Goal >> Starting with the line with "Target: man in white uniform" and going on through the end of the records, write out every line again, requests included, and give nothing else. Multiply each coordinate in the answers by 1.4 and round it to a whole number, with halves rounded up.

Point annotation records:
-- -- --

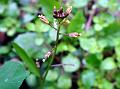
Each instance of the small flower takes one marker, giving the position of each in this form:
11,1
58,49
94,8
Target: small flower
43,18
69,9
38,63
60,14
47,55
74,34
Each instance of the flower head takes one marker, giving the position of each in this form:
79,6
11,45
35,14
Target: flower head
69,9
47,55
43,18
74,34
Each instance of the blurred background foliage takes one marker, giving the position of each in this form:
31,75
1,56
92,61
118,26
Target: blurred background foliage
95,54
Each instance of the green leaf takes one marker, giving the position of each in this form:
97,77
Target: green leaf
88,78
27,41
30,26
4,49
92,61
79,3
76,23
28,61
108,64
72,63
91,45
103,3
52,75
64,82
48,7
12,75
31,80
63,46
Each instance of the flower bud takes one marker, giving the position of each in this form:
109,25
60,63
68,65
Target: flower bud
74,34
69,9
47,55
43,18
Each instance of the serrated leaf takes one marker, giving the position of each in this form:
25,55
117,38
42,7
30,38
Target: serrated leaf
72,63
76,23
28,61
12,75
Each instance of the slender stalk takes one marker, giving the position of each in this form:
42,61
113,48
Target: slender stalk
53,56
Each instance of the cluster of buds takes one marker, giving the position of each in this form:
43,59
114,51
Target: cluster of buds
60,14
47,55
43,18
74,34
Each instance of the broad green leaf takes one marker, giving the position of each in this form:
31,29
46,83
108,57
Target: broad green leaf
47,7
77,22
72,63
91,45
108,64
88,78
79,3
31,80
12,75
28,61
30,27
93,61
27,41
63,46
103,3
52,75
64,82
4,49
106,84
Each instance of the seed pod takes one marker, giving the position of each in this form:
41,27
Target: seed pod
43,18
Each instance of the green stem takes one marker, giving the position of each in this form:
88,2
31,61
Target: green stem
53,56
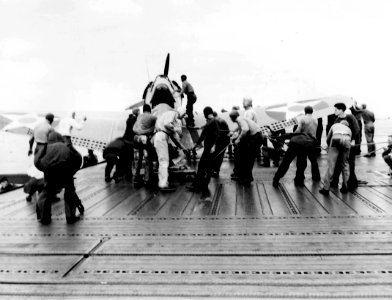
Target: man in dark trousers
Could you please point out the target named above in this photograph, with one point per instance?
(309, 125)
(188, 90)
(340, 114)
(209, 135)
(115, 156)
(368, 120)
(59, 163)
(144, 130)
(356, 111)
(221, 144)
(41, 133)
(128, 139)
(299, 146)
(248, 144)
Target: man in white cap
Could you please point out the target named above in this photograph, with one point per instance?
(249, 111)
(168, 125)
(67, 124)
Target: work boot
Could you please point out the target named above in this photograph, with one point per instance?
(72, 220)
(343, 189)
(81, 208)
(324, 192)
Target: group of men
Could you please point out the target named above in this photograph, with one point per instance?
(154, 135)
(56, 157)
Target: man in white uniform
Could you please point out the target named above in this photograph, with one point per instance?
(67, 124)
(168, 124)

-- -- --

Exercise result >>
Target: man in white uniform
Could you please point out the target named above in this photograph, with one point per instance?
(94, 174)
(235, 174)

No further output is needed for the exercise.